### What you need to do
Reproduce every one of the rows below word for word, without changing anything.

### Source material
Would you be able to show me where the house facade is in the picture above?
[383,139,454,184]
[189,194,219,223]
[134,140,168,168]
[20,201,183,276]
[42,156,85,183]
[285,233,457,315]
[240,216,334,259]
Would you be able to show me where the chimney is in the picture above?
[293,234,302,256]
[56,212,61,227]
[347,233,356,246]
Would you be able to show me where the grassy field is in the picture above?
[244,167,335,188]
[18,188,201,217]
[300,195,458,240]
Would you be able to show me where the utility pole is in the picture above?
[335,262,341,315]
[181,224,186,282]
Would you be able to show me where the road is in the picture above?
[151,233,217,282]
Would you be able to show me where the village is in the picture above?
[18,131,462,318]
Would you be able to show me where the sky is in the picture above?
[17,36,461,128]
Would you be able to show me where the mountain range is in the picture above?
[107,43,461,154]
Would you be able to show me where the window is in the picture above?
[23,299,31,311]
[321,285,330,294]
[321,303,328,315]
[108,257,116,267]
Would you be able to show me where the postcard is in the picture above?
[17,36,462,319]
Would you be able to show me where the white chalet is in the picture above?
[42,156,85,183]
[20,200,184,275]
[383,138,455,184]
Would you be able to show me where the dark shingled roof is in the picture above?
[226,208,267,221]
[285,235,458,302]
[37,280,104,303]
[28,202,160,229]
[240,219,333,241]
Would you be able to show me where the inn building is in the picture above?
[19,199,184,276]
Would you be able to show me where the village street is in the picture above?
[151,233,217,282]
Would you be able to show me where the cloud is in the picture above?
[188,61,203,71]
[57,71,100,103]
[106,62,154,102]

### Exercise solution
Would you be able to show me where the house facade is in the picture above?
[383,139,454,184]
[189,194,219,223]
[134,140,168,168]
[20,201,183,276]
[42,156,85,183]
[285,233,457,315]
[240,216,334,259]
Would you be able to show me where the chimney is in the picture above?
[293,234,302,256]
[56,212,61,227]
[347,233,356,246]
Would you be able to show me where the grassy field is in the picture above?
[244,167,335,188]
[18,188,201,217]
[300,195,458,240]
Would you be able to show me where the utility pole is in the picture above?
[335,262,341,315]
[181,224,186,282]
Would you be able to show me where the road is in the picture above?
[151,233,217,282]
Would you be able to show me where the village is in the picture above?
[18,131,462,318]
Would you be able to show me where the sky is in the picture above?
[17,36,461,128]
Would you be able to show me where the mountain range is in the picture above?
[107,43,461,154]
Would you be able to show me where the window is in the picture above?
[23,299,31,311]
[321,285,330,294]
[321,303,328,315]
[108,257,116,267]
Would you be able to show me where the postcard is in the picture above?
[17,36,462,319]
Would you be able to show me where the white chalet is in the picture above?
[42,156,85,183]
[20,200,184,275]
[383,138,455,184]
Would you be able to show me where the dark shingled roof is in the picture above?
[226,208,267,221]
[285,235,458,302]
[37,280,104,303]
[28,202,160,229]
[240,219,333,241]
Would you be able to show me where the inn building is in the picture above?
[19,199,184,276]
Would you be able to show me where the village street is in the picture above?
[151,233,217,282]
Would you be able to show me where the cloud is in the picture above?
[188,61,203,71]
[57,71,100,103]
[106,62,154,102]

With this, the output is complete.